= Given passage =
Warner Bros. // Unrated // April 23, 2013
List Price: $39.98 [Buy now and save at Amazon]

Review by Stuart Galbraith IV | posted May 17, 2013 | E-mail the Author
Riverboat, ring your bell,
Fare thee well, Annabel.
Luck is the lady that he loves the best.
Natchez to New Orleans
Livin' on jacks and queens
Maverick is a legend of the West.


Inexplicably late to the party, the popular, even cult Western seriocomic series Maverick (1957-62) seemed to take forever to get released to DVD. Warner Home Video issued a piddly three-episode "Best of" set in 2005, but didn't get around to The Complete First Season until just last year. Now comes Maverick - The Complete Second Season, the best and most interesting of the program's extraordinarily bumpy five-years.

I must preface this review by stating up front that James Garner's other hit/cult TV series, The Rockford Files (1974-80, plus later TV movies) remains one of my all-time personal favorites. That series crystalized Garner's unique, irreplaceable charm as well as his usual screen persona, a character whose origins trace directly back to Maverick. Though a very fine actor in other kinds of parts - consider The Americanization of Emily, Grand Prix, Hour of the Gun, Murphy's Romance, the TV-movie Promise, and the excellent miniseries Streets of Loredo, for instance - Garner's genial, glib, cardsharp-con artist with an amusing aversion to violence truly is a thing of beauty. On Maverick and Rockford, and subtly varied in movies like The Great Escape, Support Your Local Sheriff!, the underrated Skin Game and elsewhere, watching Garner at work is like watching Houdini or Muhammad Ali or Oscar Peterson or Fred Astaire work their particular brands of magic. Audiences love that "James Garner character" like no other.

= Supplied information =

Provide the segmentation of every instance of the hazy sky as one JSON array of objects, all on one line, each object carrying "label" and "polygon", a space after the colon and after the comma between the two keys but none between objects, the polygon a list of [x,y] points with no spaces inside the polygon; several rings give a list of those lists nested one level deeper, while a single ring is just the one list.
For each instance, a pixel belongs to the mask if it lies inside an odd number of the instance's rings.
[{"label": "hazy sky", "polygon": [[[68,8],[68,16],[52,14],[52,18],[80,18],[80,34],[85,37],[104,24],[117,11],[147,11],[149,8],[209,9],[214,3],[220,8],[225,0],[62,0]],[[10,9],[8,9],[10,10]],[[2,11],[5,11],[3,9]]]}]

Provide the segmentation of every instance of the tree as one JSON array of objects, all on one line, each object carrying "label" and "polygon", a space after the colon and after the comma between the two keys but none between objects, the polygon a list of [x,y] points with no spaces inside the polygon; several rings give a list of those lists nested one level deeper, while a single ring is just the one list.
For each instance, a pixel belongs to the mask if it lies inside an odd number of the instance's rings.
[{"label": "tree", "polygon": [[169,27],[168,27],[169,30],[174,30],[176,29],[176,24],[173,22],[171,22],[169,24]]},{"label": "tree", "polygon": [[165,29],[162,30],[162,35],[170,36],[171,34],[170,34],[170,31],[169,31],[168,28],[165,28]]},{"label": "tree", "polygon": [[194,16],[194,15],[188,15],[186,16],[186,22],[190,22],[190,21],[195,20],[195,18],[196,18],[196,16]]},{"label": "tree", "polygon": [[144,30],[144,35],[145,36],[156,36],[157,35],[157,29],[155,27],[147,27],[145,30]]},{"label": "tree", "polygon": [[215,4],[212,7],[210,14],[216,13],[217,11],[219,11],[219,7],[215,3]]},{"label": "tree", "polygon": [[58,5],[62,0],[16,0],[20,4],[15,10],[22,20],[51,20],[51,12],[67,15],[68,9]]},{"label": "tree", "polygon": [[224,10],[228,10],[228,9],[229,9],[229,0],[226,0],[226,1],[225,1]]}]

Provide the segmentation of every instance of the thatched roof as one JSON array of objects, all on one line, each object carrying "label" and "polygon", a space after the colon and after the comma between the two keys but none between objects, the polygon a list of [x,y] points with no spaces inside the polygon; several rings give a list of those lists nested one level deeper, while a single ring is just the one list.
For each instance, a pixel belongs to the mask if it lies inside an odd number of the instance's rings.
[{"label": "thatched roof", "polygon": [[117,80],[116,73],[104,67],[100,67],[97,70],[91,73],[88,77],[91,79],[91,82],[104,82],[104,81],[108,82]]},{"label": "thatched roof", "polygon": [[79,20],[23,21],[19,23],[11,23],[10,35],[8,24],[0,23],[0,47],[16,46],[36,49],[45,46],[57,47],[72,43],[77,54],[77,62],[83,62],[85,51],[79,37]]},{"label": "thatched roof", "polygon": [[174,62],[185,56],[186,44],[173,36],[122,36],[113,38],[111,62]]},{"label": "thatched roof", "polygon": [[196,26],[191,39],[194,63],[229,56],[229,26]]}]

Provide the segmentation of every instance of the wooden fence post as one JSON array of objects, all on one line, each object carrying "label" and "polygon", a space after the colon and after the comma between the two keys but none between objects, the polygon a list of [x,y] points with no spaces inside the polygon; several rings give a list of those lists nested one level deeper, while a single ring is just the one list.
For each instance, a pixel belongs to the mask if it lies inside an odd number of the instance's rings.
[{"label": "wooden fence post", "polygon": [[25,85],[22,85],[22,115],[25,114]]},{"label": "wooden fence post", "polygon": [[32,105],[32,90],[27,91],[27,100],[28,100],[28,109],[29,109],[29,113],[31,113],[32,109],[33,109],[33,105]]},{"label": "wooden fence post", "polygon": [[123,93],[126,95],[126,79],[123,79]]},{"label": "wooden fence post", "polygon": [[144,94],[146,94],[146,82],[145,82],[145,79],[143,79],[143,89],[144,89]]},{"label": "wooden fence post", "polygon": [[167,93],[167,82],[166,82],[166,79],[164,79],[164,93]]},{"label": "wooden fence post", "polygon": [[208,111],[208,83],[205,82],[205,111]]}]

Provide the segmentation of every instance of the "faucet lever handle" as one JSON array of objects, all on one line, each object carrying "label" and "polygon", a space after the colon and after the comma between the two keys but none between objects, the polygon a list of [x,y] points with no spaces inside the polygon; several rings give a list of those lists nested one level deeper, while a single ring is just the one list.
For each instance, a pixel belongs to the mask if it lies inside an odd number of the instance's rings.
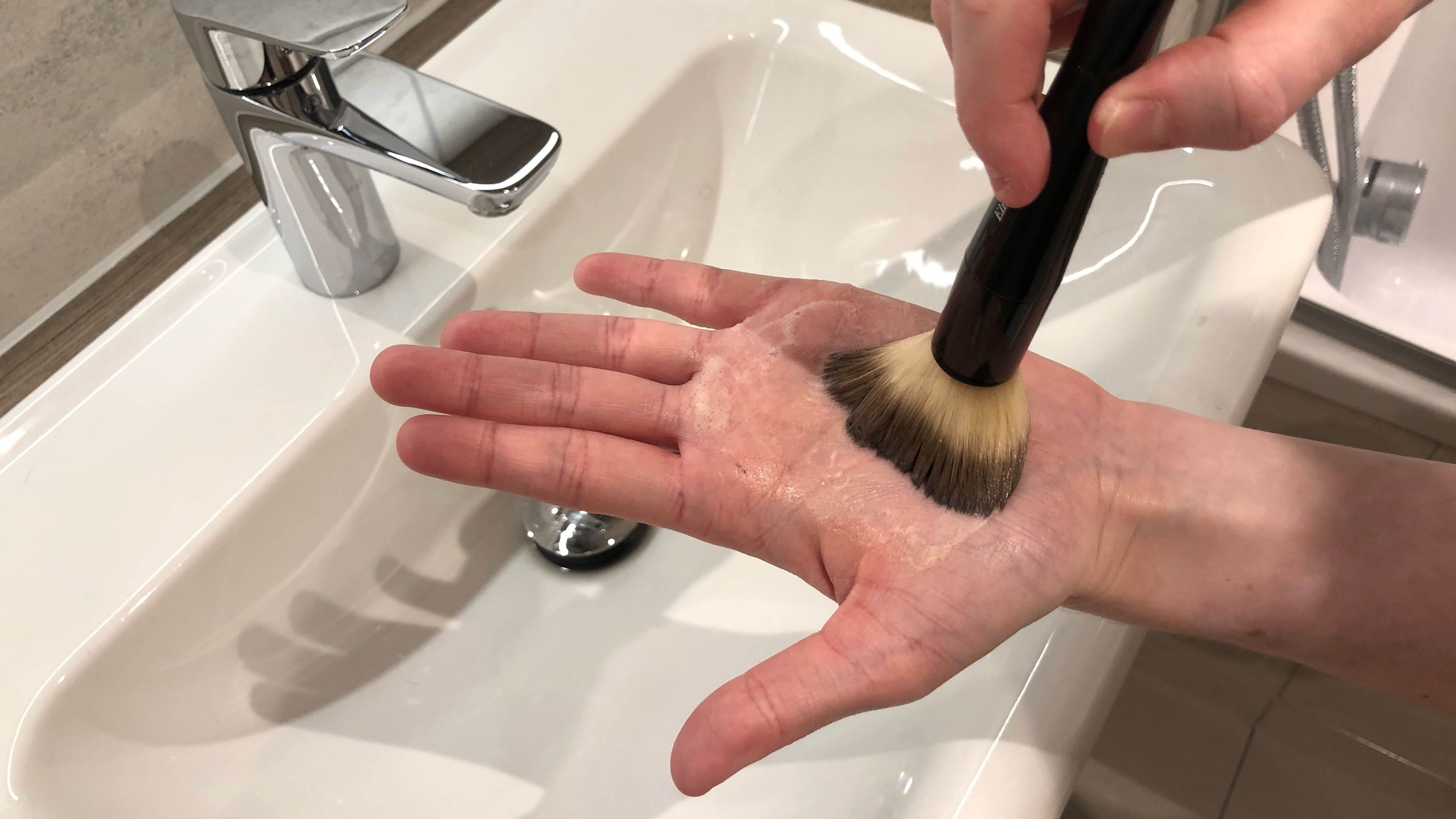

= Short problem =
Extend the review of the Maverick second-season DVD set above, picking up after its final sentence.

= The output =
As a series, Maverick is both revolutionary and highly entertaining yet also somewhat less than it might have been because of the insane demands of television production during that time, particularly Warner Bros.' sausage factory-like, corner-cutting methods, all of which eventually caused Garner to leave the series at the height of its popularity.

Maverick - The Complete Second Season presents all 26 second-season episodes uncut and across six DVDs with a total running time of more than 21 hours. The video transfers are just so-so and probably 20 years old at least, judging by their appearance. No extras per se, but the set does include a useful booklet with plot synopses, airdates, etc.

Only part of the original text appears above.